**WORK TO BE COMPLETED:** Report how many lines in the entries below contain the string "every", with case counting. Give only the number.

**SOURCE RECORDS:**

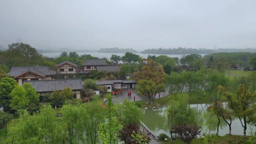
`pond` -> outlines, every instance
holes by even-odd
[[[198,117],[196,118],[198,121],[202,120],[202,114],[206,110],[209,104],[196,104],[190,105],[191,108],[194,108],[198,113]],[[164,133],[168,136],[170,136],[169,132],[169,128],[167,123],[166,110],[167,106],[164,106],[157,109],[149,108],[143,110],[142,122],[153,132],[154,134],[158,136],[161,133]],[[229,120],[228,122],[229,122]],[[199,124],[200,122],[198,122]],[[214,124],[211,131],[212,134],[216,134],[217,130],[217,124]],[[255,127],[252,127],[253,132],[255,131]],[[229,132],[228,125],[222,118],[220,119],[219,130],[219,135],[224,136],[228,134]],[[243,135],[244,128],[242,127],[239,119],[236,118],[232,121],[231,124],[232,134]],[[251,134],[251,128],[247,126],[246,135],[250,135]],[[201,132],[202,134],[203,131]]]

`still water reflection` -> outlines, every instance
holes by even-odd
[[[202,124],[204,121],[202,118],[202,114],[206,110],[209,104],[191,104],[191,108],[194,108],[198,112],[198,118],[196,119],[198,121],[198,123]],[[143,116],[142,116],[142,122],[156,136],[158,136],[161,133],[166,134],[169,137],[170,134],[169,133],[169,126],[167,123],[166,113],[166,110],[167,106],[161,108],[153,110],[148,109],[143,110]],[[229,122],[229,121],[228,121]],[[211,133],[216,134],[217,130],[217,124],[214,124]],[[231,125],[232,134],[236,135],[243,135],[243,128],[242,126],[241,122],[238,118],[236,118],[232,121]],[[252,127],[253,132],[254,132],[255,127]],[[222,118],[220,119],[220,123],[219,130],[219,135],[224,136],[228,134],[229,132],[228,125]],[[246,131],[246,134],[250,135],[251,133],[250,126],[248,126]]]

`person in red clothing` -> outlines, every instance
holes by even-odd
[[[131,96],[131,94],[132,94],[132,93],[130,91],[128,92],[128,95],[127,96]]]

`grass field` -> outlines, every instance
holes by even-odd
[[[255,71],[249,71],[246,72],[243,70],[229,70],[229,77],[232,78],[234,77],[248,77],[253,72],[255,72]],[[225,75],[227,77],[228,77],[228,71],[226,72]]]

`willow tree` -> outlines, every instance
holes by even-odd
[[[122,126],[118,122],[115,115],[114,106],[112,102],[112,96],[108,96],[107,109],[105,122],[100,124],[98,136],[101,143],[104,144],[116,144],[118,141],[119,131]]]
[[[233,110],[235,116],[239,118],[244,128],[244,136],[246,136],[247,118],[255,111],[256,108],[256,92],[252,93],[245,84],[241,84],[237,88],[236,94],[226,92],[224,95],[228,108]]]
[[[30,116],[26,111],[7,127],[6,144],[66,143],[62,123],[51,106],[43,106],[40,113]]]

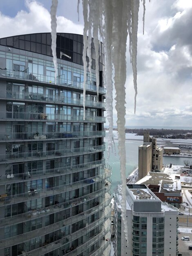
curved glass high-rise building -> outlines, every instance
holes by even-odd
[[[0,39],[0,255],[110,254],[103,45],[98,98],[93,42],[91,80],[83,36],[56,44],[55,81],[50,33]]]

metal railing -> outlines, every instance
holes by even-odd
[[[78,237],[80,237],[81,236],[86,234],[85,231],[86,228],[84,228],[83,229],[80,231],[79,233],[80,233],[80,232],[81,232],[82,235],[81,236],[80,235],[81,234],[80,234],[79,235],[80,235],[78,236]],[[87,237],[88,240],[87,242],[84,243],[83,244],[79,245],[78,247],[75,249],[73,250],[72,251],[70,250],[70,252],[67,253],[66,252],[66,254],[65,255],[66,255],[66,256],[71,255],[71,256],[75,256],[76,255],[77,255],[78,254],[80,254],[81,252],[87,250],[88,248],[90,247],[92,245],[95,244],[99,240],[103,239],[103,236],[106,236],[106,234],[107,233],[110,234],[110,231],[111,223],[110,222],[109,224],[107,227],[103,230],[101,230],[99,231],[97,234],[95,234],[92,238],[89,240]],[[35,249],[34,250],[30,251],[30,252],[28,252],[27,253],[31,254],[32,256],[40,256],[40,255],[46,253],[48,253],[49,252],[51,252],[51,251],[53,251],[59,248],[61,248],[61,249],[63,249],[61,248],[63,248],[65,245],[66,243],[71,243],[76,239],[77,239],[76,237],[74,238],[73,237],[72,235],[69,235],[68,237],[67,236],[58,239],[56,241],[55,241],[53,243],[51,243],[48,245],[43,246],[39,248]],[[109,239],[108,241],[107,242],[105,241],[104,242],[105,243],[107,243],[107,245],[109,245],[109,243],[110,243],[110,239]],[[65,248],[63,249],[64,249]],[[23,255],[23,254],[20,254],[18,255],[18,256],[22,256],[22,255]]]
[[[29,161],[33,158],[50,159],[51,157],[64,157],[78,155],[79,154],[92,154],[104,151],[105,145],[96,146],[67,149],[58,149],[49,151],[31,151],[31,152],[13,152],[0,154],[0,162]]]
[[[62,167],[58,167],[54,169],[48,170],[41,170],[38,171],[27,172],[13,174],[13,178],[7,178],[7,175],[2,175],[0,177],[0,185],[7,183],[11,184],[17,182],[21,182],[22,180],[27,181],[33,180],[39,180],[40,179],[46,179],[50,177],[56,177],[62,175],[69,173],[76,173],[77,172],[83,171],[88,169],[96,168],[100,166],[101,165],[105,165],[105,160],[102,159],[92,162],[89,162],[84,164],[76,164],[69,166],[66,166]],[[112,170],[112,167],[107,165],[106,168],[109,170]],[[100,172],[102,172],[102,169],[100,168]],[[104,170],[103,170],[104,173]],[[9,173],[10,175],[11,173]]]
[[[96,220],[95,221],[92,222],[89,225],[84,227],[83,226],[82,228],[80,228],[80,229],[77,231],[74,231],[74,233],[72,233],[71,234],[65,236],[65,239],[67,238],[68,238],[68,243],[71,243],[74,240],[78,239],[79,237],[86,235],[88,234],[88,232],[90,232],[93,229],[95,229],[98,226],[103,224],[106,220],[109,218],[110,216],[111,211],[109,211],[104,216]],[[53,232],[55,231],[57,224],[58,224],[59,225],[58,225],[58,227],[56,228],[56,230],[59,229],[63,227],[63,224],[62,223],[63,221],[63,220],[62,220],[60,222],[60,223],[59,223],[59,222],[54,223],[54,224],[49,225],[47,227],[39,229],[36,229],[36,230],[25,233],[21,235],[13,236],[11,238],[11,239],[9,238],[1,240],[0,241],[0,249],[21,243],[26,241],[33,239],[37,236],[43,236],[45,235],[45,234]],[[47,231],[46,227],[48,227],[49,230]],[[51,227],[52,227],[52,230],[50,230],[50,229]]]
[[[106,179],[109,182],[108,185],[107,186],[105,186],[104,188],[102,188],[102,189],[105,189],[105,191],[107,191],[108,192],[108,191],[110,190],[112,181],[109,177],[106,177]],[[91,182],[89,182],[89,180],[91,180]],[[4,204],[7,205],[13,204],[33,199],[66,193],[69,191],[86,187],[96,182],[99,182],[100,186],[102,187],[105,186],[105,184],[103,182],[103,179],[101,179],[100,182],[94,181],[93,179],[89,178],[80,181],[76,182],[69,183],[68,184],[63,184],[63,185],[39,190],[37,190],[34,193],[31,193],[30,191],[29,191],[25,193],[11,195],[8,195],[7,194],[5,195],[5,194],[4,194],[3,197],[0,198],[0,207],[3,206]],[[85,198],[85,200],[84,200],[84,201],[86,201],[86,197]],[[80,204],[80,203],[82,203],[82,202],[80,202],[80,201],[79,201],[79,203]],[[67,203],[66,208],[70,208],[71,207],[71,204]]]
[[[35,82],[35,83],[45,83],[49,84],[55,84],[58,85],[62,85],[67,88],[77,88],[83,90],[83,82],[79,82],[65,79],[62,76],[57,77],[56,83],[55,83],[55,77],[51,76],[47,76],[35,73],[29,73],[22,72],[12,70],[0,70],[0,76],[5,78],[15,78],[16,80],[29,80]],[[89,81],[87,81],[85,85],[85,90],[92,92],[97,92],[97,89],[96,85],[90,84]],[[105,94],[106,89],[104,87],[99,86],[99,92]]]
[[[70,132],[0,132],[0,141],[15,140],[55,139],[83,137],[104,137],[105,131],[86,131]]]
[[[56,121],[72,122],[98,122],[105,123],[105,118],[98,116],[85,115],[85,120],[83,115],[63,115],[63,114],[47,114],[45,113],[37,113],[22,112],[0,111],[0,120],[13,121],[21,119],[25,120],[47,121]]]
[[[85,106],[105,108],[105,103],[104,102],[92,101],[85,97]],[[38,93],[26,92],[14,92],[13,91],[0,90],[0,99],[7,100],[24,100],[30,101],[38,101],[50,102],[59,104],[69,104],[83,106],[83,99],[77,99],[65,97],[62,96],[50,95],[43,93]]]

**COMPLETED TASK:** 7